-- Opening Marker --

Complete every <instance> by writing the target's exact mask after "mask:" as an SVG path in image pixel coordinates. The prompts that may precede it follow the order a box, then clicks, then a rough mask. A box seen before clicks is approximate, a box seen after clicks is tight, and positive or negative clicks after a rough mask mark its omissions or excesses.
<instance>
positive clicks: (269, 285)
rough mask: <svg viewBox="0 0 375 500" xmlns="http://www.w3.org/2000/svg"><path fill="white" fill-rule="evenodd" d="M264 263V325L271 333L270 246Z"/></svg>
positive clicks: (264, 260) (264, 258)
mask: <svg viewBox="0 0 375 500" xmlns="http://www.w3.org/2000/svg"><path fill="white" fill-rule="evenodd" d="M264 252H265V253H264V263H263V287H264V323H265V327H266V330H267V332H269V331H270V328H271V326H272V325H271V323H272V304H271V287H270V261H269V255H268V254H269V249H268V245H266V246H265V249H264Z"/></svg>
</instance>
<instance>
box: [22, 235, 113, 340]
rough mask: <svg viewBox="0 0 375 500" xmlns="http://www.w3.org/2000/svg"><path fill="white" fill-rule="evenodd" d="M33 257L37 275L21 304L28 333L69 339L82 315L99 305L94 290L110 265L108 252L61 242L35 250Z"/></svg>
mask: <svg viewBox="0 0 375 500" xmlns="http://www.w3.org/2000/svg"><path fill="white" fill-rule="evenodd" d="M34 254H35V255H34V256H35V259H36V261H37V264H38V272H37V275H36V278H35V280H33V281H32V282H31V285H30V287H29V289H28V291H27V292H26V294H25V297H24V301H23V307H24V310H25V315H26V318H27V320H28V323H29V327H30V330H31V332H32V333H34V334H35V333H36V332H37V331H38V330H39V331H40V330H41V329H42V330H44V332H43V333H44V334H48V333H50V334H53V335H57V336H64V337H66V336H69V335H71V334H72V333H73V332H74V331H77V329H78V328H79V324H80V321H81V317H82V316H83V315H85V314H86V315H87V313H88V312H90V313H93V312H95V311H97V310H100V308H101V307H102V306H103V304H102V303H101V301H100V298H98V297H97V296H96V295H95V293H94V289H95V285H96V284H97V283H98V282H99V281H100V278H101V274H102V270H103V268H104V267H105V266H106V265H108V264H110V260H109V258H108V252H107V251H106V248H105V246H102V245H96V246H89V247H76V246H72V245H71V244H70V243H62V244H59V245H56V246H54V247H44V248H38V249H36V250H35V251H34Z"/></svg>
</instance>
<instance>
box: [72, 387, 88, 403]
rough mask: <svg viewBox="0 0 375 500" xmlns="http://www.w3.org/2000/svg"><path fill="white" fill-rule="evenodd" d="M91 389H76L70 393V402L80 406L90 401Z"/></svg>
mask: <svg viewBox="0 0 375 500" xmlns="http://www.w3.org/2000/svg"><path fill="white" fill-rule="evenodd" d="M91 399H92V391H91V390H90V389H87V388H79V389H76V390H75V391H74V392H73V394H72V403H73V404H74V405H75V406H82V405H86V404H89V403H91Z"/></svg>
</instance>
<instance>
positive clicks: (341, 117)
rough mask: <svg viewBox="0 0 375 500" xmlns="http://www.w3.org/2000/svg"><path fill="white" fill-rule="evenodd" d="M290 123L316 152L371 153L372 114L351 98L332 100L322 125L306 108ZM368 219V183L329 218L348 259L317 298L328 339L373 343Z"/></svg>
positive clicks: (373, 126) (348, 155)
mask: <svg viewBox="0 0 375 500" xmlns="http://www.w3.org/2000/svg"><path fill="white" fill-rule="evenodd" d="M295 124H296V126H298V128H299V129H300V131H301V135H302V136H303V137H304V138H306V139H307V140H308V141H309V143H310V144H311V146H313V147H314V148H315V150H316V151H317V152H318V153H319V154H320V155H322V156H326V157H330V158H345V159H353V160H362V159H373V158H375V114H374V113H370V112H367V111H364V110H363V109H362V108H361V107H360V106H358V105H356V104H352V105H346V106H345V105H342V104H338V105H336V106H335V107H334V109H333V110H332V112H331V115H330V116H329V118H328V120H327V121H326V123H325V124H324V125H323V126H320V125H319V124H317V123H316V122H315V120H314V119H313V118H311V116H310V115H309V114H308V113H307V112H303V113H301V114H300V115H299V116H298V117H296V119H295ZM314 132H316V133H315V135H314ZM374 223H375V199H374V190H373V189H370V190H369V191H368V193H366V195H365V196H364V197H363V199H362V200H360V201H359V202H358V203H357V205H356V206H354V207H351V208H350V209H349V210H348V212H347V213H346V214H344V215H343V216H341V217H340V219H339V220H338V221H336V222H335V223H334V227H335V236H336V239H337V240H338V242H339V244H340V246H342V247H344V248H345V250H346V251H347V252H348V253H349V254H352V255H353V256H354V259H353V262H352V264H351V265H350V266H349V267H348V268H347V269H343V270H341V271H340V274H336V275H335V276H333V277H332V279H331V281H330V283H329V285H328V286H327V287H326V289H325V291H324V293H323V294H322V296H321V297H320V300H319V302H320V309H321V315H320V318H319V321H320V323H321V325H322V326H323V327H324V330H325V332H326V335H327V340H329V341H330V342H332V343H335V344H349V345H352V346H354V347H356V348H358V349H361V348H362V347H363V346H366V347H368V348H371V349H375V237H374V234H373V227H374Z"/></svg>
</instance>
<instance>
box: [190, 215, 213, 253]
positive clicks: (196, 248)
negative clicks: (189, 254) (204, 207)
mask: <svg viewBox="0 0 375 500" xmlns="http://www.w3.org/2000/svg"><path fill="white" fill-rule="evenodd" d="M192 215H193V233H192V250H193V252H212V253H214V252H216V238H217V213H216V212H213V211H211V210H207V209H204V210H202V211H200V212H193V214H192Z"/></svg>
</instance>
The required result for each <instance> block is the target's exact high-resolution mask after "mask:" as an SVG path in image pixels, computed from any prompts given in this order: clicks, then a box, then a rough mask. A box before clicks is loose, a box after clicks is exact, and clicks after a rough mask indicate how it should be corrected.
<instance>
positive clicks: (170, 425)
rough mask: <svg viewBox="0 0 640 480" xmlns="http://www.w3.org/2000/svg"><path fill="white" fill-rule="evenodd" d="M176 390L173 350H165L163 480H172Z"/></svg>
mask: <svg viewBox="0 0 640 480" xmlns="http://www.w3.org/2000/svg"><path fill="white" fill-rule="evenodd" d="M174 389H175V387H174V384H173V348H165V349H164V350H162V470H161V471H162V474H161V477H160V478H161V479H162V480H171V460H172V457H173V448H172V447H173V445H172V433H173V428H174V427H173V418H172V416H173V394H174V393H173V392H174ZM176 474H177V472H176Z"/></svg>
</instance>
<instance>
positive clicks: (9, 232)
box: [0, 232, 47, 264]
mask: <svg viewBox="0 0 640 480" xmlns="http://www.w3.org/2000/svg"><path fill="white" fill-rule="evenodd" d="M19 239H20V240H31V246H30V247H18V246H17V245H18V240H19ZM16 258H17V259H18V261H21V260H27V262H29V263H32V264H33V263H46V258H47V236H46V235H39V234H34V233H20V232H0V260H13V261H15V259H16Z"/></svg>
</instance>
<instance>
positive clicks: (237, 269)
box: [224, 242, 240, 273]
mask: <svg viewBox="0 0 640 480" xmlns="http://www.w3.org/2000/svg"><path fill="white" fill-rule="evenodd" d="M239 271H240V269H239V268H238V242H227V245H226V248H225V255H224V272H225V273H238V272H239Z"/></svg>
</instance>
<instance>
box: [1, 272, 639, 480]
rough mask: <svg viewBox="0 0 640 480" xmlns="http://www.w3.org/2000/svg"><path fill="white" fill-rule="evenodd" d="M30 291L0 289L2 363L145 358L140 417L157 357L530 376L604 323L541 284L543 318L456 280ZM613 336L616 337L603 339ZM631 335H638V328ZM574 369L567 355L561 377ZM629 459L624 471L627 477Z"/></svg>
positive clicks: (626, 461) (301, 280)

-- Closing Marker --

What is required
The entries above, copied exactly, form the whole answer.

Answer
Complete every <instance> by writing the target's exact mask after "mask:" as an SVG path in image pixel coordinates. The prompts that may precede it follow the order a box, then clicks, then a rough mask. A box seen before clicks is approximate, a box seen after clicks is tight, and positive or negative clicks after a rough mask mark its omissions or excesses.
<instance>
positive clicks: (269, 285)
rough mask: <svg viewBox="0 0 375 500" xmlns="http://www.w3.org/2000/svg"><path fill="white" fill-rule="evenodd" d="M264 263V325L271 333L270 246Z"/></svg>
positive clicks: (264, 260) (264, 258)
mask: <svg viewBox="0 0 375 500" xmlns="http://www.w3.org/2000/svg"><path fill="white" fill-rule="evenodd" d="M264 252H265V253H264V263H263V287H264V323H265V327H266V330H267V332H269V331H270V328H271V326H272V325H271V323H272V304H271V287H270V261H269V255H268V254H269V249H268V245H266V246H265V249H264Z"/></svg>
</instance>
<instance>
box: [22, 235, 113, 340]
rough mask: <svg viewBox="0 0 375 500" xmlns="http://www.w3.org/2000/svg"><path fill="white" fill-rule="evenodd" d="M33 257L37 275L21 304L28 333L69 339L82 315L99 305L94 290L110 265L108 252L61 242L35 250Z"/></svg>
mask: <svg viewBox="0 0 375 500" xmlns="http://www.w3.org/2000/svg"><path fill="white" fill-rule="evenodd" d="M34 254H35V255H34V256H35V259H36V261H37V264H38V272H37V275H36V278H35V280H33V281H32V282H31V285H30V287H29V289H28V291H27V292H26V294H25V297H24V301H23V307H24V310H25V315H26V318H27V320H28V323H29V327H30V330H31V332H32V333H34V334H35V333H36V332H37V331H38V330H39V331H40V330H41V329H42V330H44V332H43V333H44V334H48V333H50V334H53V335H57V336H64V337H66V336H69V335H71V334H72V333H73V332H74V331H77V329H78V328H79V324H80V321H81V317H82V316H83V315H85V314H86V315H87V313H88V312H90V313H93V312H95V311H97V310H100V308H101V307H102V306H103V304H102V303H101V301H100V298H98V297H97V296H96V295H95V293H94V289H95V285H96V284H97V283H98V282H99V281H100V278H101V274H102V270H103V268H104V267H105V266H106V265H108V264H110V260H109V258H108V252H107V251H106V248H105V246H102V245H96V246H89V247H76V246H72V245H71V244H70V243H62V244H59V245H56V246H54V247H44V248H38V249H36V250H35V251H34Z"/></svg>
</instance>
<instance>
box: [72, 387, 88, 403]
rough mask: <svg viewBox="0 0 375 500" xmlns="http://www.w3.org/2000/svg"><path fill="white" fill-rule="evenodd" d="M91 389H76L70 393V402L80 406L90 401Z"/></svg>
mask: <svg viewBox="0 0 375 500" xmlns="http://www.w3.org/2000/svg"><path fill="white" fill-rule="evenodd" d="M91 399H92V391H91V390H90V389H87V388H79V389H76V390H75V391H74V392H73V394H72V403H73V404H74V405H75V406H82V405H86V404H89V403H91Z"/></svg>
</instance>
<instance>
positive clicks: (341, 117)
rough mask: <svg viewBox="0 0 375 500" xmlns="http://www.w3.org/2000/svg"><path fill="white" fill-rule="evenodd" d="M290 123L316 152L371 153L372 114L351 98L332 100L322 125L306 108ZM368 219V183L329 218L348 259L317 298L328 339L373 343Z"/></svg>
positive clicks: (373, 126) (348, 155)
mask: <svg viewBox="0 0 375 500" xmlns="http://www.w3.org/2000/svg"><path fill="white" fill-rule="evenodd" d="M295 124H296V126H298V128H299V129H300V131H301V135H302V136H303V137H304V138H306V139H307V140H308V141H309V143H310V144H311V146H313V147H314V148H315V150H316V151H317V152H318V153H319V154H320V155H322V156H326V157H330V158H345V159H353V160H362V159H373V158H375V114H374V113H370V112H367V111H364V110H363V109H362V108H361V107H360V106H358V105H356V104H352V105H346V106H345V105H342V104H338V105H336V106H335V107H334V109H333V110H332V112H331V115H330V116H329V118H328V120H327V121H326V123H325V124H324V125H323V126H320V125H319V124H317V123H316V122H315V120H314V119H313V118H311V116H310V115H309V114H308V113H307V112H303V113H301V114H300V115H299V116H298V117H296V119H295ZM314 132H316V133H315V135H314ZM374 223H375V199H374V190H373V189H370V190H369V191H368V193H366V195H365V196H364V197H363V199H362V200H360V201H359V202H358V203H357V205H356V206H354V207H351V208H350V209H349V210H348V212H347V213H346V214H344V215H343V216H341V217H340V219H339V220H338V221H336V222H335V223H334V227H335V236H336V239H337V240H338V242H339V244H340V246H342V247H344V248H345V250H346V251H347V252H348V253H349V254H352V255H353V256H354V259H353V262H352V264H351V265H350V266H349V267H348V268H347V269H343V270H341V271H340V274H336V275H335V276H333V277H332V279H331V281H330V283H329V285H328V286H327V287H326V289H325V291H324V293H323V294H322V296H321V297H320V300H319V302H320V309H321V315H320V318H319V321H320V323H321V325H322V326H323V327H324V330H325V332H326V335H327V340H329V341H330V342H332V343H335V344H349V345H352V346H354V347H356V348H358V349H361V348H362V347H363V346H366V347H368V348H371V349H375V237H374V234H373V227H374Z"/></svg>
</instance>
<instance>
box: [190, 215, 213, 253]
positive clicks: (196, 248)
negative clicks: (189, 254) (204, 207)
mask: <svg viewBox="0 0 375 500" xmlns="http://www.w3.org/2000/svg"><path fill="white" fill-rule="evenodd" d="M192 215H193V233H192V250H193V252H212V253H214V252H216V238H217V213H216V212H213V211H211V210H207V209H204V210H202V211H200V212H193V214H192Z"/></svg>
</instance>
The required result for each <instance> block is the target's exact high-resolution mask after "mask:" as an SVG path in image pixels, computed from any prompts given in this order: clicks, then a box, then a rough mask. A box before clicks is loose, a box after clicks is exact, and clicks after a rough mask indicate how it should be corrected.
<instance>
positive clicks: (170, 425)
rough mask: <svg viewBox="0 0 640 480" xmlns="http://www.w3.org/2000/svg"><path fill="white" fill-rule="evenodd" d="M176 390L173 350H165L163 480H172Z"/></svg>
mask: <svg viewBox="0 0 640 480" xmlns="http://www.w3.org/2000/svg"><path fill="white" fill-rule="evenodd" d="M174 389H175V387H174V384H173V348H165V349H164V350H162V470H161V471H162V474H161V477H160V478H161V479H162V480H171V460H172V457H173V448H172V447H173V445H172V433H173V428H174V427H173V418H172V416H173V394H174V393H173V392H174ZM176 474H177V472H176Z"/></svg>
</instance>
<instance>
positive clicks: (9, 232)
box: [0, 232, 47, 264]
mask: <svg viewBox="0 0 640 480" xmlns="http://www.w3.org/2000/svg"><path fill="white" fill-rule="evenodd" d="M19 239H20V240H31V246H30V247H18V246H17V245H18V240H19ZM16 258H17V259H18V261H21V260H27V262H29V263H32V264H33V263H46V258H47V236H46V235H39V234H34V233H20V232H0V260H13V261H15V259H16Z"/></svg>
</instance>
<instance>
positive clicks: (237, 269)
box: [224, 242, 240, 273]
mask: <svg viewBox="0 0 640 480" xmlns="http://www.w3.org/2000/svg"><path fill="white" fill-rule="evenodd" d="M239 271H240V269H239V268H238V242H227V245H226V248H225V255H224V272H225V273H238V272H239Z"/></svg>
</instance>
<instance>
box: [1, 272, 639, 480]
rough mask: <svg viewBox="0 0 640 480" xmlns="http://www.w3.org/2000/svg"><path fill="white" fill-rule="evenodd" d="M30 291L0 289L2 363L145 358L140 417L157 357L530 376L604 323L541 284L543 318L456 280ZM613 336L616 337L603 339ZM631 335H638V328ZM574 369L567 355L561 377ZM629 459L624 471L627 477Z"/></svg>
positive clicks: (626, 461) (301, 280)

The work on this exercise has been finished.